■ **Page**:

· · · · · · ·

Visa requirements for Grenadian citizens are administrative entry restrictions imposed by the authorities of foreign states on citizens of Grenada.  Grenadian citizens had visa-free or visa on arrival access to 145 countries and territories, ranking the Grenadian passport 34th in the world in terms of travel freedom according to the Henley Passport Index.

Grenada signed a mutual visa waiver agreement with the European Union on 28 May 2015.

 Brunei, Dominica, Grenada, Mauritius, and the Seychelles are the only countries whose citizens may travel without a visa to China, Russia, the Schengen Area, and the United Kingdom.

Visa requirement map

Visa requirements 
Visa requirements for holders of normal passports traveling for tourist purposes:

Dependent, Disputed, or Restricted territories
Unrecognized or partially recognized countries

Dependent and autonomous territories

Other territories

Additional Rules

Visa exemption for Schengen States

Grenadian citizens are classified as 'Annex II' foreign nationals, and so are permitted to stay visa-free in the 26 member states of the Schengen Area as a whole — rather than each country individually — for a period not exceeding 3 months every 6 months.

· · · · · · ·

■ **Provided information**:

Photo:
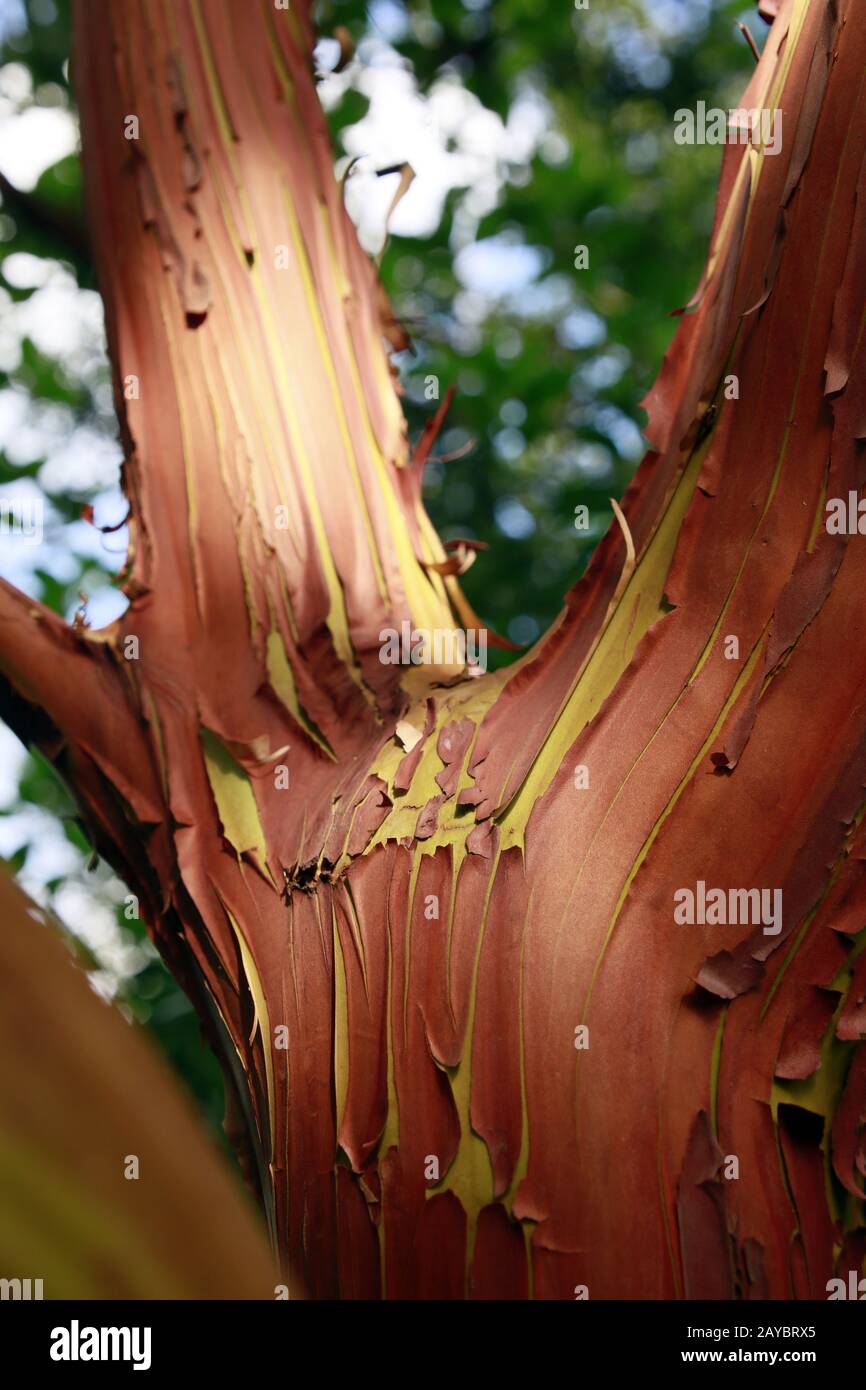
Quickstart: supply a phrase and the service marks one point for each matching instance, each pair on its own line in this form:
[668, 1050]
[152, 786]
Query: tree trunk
[478, 1045]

· · · · · · ·

■ **Problem requirements**: Resume the article on visa requirements for Grenadian citizens, starting right after its last sentence.

■ **The reply**:
Visa exemption in CARICOM States
Grenadian citizens wishing to live and work in another CARICOM State should obtain a CSME Skills Certificate. This must be presented at Immigration in the receiving country along with a valid passport and a police certificate of character. Holders of certificates are given a maximum of six (6) months stay in the host country until their status and documents could be verified. Additional documents are required if travelling with spouse and/or dependants such as Marriage certificate, Birth Certificate, etc.

Visa exemption in OECS States
Grenadian citizens can live and work in Antigua and Barbuda, Dominica, Saint Lucia, Saint Kitts and Nevis and Saint Vincent and the Grenadines as a result of right of freedom of movement granted in Article 12 of the Protocol of the Eastern Caribbean Economic Union of the Revised Treaty of Basseterre.

Visa exemption and requirements for the United Kingdom
Grenadian citizens are able to visit the United Kingdom for up to 6 months (or 3 months if they enter from the Republic of Ireland) without the need to apply for a visa as long as they fulfil all of the following criteria:
 they do not work during their stay in the UK
 they must not register a marriage or register a civil partnership during their stay in the UK
 they can present evidence of sufficient money to fund their stay in the UK (if requested by the border inspection officer)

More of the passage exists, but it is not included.